Records from a point labeling set:

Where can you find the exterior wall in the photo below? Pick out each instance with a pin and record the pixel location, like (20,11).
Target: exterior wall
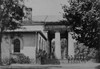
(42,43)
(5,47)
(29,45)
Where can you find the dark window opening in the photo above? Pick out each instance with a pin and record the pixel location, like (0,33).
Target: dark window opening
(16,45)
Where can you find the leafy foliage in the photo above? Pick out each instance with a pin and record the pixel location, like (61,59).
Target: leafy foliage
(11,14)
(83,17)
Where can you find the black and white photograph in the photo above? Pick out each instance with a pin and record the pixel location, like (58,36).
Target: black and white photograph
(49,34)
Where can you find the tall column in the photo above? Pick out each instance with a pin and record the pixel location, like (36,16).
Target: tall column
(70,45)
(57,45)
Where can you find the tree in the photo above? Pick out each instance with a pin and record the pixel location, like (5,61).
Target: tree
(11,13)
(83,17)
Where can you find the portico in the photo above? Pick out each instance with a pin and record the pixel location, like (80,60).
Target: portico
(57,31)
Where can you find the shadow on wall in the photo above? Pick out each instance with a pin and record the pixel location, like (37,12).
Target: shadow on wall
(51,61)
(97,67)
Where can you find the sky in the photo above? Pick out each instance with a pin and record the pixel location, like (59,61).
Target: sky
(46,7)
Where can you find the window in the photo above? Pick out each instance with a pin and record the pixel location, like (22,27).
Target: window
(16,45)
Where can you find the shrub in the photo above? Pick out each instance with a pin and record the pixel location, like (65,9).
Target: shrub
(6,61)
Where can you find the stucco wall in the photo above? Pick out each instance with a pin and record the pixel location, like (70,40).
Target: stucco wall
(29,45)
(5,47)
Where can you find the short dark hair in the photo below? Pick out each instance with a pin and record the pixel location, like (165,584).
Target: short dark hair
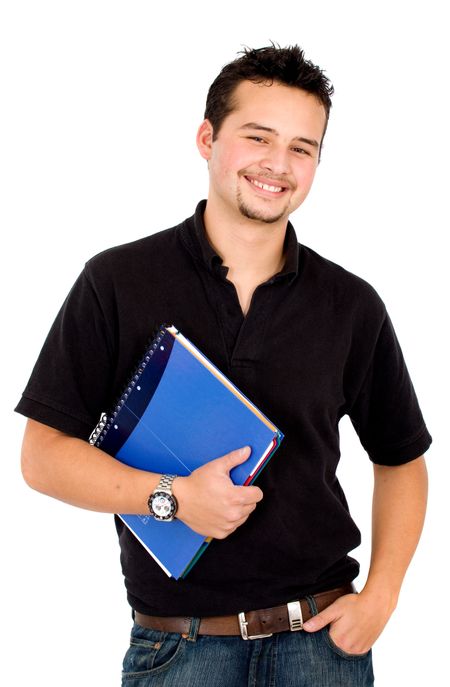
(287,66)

— Objective —
Retype, word for word, only the lines from the line with "Where can you find the tree" to the final line of the listing above; the pictures do not belong in the copy.

— Expected output —
Where can you find the tree in the photo above? Pick out each instance with a pin and record the pixel location, like (5,61).
Target: tree
(11,13)
(83,17)
Where can you find the portico in the photo above? Pick out each instance with a pin and record the pixel location, like (80,60).
Target: portico
(57,31)
Where can you find the shadow on wall in the photo above? Pick out each instance with a pin and record the pixel location, like (37,12).
Target: shadow on wall
(51,61)
(97,67)
Where can you find the sky in the photo above? Pick out each instance with a pin and record the pixel location, like (59,61).
Target: sky
(46,7)
Where can you find the window in the photo above? Pick out each instance with a pin and record the pixel location, like (22,27).
Target: window
(16,45)
Where can you find the shrub in the photo above? Pick out each instance with a pin and record the pixel location, like (65,9).
Target: shrub
(6,61)
Where can you find the stucco wall in the photo above? Pick out each instance with a pin and record the pixel location, like (70,40).
Target: stucco wall
(29,45)
(5,47)
Where can you find the short dark hair in the photo below? Pick out each instance with a pin and record the pixel location, like (165,584).
Target: short dark hair
(287,66)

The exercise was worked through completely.